Everything from the line that contains "black fabric, indicate" through the last line of the listing must be copied exactly, with both of those lines included and no others.

-- Start Dataset excerpts --

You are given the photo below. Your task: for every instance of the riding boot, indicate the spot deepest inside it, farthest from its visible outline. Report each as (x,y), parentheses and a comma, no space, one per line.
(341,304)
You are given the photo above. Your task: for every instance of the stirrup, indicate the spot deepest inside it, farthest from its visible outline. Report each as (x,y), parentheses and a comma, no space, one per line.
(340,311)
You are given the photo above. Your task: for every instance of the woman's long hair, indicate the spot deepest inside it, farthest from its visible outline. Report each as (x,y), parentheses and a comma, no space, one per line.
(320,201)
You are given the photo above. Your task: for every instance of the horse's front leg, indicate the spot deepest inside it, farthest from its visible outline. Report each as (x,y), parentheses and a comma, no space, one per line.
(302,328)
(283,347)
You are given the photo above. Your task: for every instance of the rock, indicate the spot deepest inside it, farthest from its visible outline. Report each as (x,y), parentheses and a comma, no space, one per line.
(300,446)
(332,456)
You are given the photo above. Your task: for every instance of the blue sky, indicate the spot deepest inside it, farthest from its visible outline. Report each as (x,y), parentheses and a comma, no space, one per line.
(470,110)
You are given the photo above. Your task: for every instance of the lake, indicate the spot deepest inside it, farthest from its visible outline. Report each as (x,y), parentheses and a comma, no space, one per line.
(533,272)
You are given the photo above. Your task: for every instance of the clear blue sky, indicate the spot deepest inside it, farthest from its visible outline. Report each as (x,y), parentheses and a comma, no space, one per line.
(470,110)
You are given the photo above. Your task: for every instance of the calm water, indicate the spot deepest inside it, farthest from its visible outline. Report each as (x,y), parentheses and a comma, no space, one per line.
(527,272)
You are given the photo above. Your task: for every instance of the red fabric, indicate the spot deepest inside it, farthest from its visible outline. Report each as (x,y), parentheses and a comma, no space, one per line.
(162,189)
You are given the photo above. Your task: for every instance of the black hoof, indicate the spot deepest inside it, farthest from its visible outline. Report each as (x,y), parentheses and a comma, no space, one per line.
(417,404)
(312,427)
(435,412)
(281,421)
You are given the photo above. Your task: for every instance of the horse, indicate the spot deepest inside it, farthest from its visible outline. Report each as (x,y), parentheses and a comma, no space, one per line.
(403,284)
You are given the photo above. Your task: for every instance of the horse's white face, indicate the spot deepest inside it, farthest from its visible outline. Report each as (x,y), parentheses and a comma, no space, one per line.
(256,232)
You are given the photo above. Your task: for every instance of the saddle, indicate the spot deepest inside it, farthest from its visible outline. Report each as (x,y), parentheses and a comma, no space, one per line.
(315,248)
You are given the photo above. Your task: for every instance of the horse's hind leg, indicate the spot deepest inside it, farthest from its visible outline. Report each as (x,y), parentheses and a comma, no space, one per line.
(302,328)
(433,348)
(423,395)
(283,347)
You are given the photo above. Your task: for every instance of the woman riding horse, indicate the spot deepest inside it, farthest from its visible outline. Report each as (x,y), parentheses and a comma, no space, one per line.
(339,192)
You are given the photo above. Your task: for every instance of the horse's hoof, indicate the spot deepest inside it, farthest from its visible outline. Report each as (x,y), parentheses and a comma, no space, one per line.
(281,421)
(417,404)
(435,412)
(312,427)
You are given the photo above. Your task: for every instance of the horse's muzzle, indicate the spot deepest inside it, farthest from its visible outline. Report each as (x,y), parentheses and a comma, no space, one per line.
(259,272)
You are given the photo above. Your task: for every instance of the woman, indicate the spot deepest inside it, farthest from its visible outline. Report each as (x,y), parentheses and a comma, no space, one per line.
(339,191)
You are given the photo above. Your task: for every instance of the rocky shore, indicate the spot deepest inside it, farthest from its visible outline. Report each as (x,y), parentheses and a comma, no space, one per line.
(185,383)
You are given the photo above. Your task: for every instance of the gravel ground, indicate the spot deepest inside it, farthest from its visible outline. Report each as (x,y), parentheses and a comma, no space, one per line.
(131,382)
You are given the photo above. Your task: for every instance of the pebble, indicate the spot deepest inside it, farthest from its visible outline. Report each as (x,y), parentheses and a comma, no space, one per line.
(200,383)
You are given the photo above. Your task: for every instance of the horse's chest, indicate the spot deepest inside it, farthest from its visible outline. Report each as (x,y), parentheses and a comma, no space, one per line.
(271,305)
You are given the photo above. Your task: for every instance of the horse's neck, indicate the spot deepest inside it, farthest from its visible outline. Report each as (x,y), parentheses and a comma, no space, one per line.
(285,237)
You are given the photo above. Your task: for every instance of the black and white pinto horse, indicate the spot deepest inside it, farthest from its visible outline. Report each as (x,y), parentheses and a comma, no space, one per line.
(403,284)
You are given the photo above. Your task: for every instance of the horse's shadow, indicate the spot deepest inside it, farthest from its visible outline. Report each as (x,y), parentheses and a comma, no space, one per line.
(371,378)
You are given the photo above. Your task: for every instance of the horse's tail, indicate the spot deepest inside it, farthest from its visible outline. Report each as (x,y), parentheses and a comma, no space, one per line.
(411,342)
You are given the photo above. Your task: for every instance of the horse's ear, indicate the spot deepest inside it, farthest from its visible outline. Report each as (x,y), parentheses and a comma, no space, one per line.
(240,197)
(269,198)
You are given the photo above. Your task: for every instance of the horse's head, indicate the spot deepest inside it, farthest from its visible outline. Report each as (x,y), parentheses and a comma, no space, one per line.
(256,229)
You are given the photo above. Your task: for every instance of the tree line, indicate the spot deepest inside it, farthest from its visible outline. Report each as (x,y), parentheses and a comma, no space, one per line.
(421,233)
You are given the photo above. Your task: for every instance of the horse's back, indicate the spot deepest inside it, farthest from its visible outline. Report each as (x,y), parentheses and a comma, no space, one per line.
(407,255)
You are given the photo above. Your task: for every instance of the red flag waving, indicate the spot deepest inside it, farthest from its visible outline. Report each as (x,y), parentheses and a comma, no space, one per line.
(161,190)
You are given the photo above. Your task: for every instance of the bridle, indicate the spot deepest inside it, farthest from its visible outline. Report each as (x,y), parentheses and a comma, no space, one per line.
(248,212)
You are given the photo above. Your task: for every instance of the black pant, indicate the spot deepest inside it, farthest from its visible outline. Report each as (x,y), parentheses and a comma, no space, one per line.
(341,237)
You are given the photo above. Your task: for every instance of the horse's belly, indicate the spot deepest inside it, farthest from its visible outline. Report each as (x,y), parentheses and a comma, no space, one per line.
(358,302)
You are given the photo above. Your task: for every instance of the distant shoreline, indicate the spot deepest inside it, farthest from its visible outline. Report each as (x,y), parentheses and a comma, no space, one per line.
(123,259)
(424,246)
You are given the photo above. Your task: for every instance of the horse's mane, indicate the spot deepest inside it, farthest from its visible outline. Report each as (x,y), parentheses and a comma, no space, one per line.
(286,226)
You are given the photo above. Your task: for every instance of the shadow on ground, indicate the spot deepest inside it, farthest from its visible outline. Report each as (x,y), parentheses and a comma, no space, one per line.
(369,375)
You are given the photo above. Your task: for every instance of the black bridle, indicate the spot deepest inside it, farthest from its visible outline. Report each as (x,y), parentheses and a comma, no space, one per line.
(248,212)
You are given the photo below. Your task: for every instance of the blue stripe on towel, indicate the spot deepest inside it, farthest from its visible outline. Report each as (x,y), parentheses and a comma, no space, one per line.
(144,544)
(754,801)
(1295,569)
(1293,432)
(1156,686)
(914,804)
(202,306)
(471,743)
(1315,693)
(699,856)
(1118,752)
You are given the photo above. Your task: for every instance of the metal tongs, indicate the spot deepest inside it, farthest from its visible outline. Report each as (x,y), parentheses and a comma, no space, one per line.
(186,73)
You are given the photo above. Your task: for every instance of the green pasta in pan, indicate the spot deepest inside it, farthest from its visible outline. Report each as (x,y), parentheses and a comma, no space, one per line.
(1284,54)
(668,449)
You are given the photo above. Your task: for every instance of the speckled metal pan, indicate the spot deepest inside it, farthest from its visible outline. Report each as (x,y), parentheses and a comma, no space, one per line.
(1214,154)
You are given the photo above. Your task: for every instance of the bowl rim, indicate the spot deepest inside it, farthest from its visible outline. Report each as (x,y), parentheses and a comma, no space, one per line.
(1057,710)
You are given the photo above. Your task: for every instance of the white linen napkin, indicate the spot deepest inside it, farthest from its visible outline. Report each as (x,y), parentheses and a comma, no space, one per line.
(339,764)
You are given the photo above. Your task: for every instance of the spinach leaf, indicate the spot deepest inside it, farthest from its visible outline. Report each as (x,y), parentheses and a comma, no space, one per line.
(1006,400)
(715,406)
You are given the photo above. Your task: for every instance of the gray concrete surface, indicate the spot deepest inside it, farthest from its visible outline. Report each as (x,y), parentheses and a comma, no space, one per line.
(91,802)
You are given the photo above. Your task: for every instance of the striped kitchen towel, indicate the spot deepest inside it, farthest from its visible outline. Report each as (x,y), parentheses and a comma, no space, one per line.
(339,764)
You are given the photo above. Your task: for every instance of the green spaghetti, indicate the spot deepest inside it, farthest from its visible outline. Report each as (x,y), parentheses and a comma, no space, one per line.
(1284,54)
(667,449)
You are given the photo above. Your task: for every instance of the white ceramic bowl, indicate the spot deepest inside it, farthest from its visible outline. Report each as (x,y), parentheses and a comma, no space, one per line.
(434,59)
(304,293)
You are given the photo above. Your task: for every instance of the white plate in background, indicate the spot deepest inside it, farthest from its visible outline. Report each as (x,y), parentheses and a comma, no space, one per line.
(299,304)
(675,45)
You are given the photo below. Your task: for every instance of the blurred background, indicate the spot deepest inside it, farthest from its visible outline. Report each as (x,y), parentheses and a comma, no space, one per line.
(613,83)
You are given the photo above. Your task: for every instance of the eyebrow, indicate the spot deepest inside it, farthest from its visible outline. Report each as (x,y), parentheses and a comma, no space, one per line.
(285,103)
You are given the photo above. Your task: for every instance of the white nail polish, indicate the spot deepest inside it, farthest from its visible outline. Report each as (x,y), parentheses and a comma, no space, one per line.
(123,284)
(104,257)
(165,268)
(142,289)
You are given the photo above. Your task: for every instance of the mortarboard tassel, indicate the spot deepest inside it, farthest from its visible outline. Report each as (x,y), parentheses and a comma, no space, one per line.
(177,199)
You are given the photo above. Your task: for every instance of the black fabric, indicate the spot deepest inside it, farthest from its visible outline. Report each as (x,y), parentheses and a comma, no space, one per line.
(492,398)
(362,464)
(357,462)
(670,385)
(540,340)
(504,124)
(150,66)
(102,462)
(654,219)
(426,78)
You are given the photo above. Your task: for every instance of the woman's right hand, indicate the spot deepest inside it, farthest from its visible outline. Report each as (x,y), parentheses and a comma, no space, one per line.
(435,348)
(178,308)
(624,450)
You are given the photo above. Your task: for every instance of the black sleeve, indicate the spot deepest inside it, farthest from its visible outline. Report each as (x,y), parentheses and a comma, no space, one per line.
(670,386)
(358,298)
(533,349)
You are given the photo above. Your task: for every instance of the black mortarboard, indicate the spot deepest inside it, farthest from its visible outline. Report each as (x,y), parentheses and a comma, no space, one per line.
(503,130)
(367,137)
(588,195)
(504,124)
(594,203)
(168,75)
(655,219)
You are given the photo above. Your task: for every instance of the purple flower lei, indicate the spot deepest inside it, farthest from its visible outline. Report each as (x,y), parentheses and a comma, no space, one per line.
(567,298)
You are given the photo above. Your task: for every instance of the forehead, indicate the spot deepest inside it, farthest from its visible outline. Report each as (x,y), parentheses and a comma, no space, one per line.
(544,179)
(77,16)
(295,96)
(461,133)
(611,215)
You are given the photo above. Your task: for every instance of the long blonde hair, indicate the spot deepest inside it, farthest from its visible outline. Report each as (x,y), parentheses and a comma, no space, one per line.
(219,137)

-- End Dataset excerpts --

◆ **Output for this exercise**:
You are given the photo above. Your task: for every instance of the black fabric, indicate the spot deepest inside it, farthest from its visible outline. Report each as (x,y), parentheses and a comma, no space, one per line.
(492,398)
(362,464)
(357,462)
(670,385)
(540,340)
(504,124)
(150,66)
(102,462)
(654,219)
(426,78)
You are given the photo above. Your task: for every instance of the woman's right hand, indicate the spot deepest inside it, farthest from its visible outline. Report each as (x,y), parentheses and a comma, no space, one per line.
(435,348)
(178,308)
(624,450)
You are given the photo above. Your task: for every instance of the black sleeve, indicate the spot deepest inside it, farthest from its visible outline. Report each as (x,y), parentheses and a comma, no space, one per line.
(670,386)
(358,298)
(533,349)
You are given the photo above. Your task: for every instance of the black mortarboard, indicate the spot deepest inside it, farthest from its visible outline. Report each as (x,y), parentheses and a comma, no space, one per line.
(503,130)
(367,137)
(588,195)
(504,124)
(594,203)
(168,75)
(655,219)
You are given the photo above. Your task: for every instance of the purple flower lei, indicate the spot deepest inside it, farthest from its visible outline. Report each as (x,y), parentheses and a comma, no space, one per line.
(567,298)
You are given the photo above. Your task: for every instance of the forehead, indicate the spot deepest inside it, farthest from its visible outline. Report each as (x,y), parentheses and a comma, no space, one per line.
(544,179)
(77,16)
(295,96)
(461,133)
(611,215)
You are given the photo above. Your task: for every instance of the long blonde hair, indicate the spot deepest inside it, farthest from its visible outline. Report each as (x,y), parentheses and a comma, no space, one per line.
(219,137)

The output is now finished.